# START OF Material for the task

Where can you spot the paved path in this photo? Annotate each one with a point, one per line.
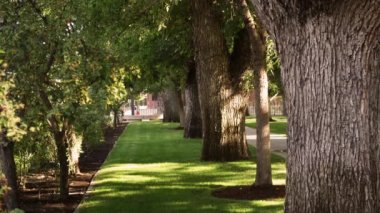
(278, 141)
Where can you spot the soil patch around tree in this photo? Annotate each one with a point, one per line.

# END OF Material for the task
# START OF Material for the task

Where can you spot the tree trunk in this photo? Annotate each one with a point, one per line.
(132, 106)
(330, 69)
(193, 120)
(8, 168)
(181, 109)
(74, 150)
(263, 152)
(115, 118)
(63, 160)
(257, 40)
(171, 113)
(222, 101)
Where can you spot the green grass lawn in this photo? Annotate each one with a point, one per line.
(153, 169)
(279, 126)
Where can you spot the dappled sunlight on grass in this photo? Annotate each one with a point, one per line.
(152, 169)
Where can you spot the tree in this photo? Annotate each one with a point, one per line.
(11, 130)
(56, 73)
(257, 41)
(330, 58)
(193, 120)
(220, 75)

# END OF Material for the task
# START OF Material for the task

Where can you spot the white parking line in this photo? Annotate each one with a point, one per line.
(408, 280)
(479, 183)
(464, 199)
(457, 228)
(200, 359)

# END OF Material for the task

• **Exercise objective**
Rewrite the data from the line with "Where can you spot the paved" to the line with "Where can you spot the soil", replacing "photo" with "image" and changing nothing else. Leave the picture out of your answer.

• **Response**
Where can you spot the paved path in this image? Annotate each one with a point, one per line.
(278, 141)
Where can you spot the soil patch around tree in this image? Annotate each one with a point, one per line.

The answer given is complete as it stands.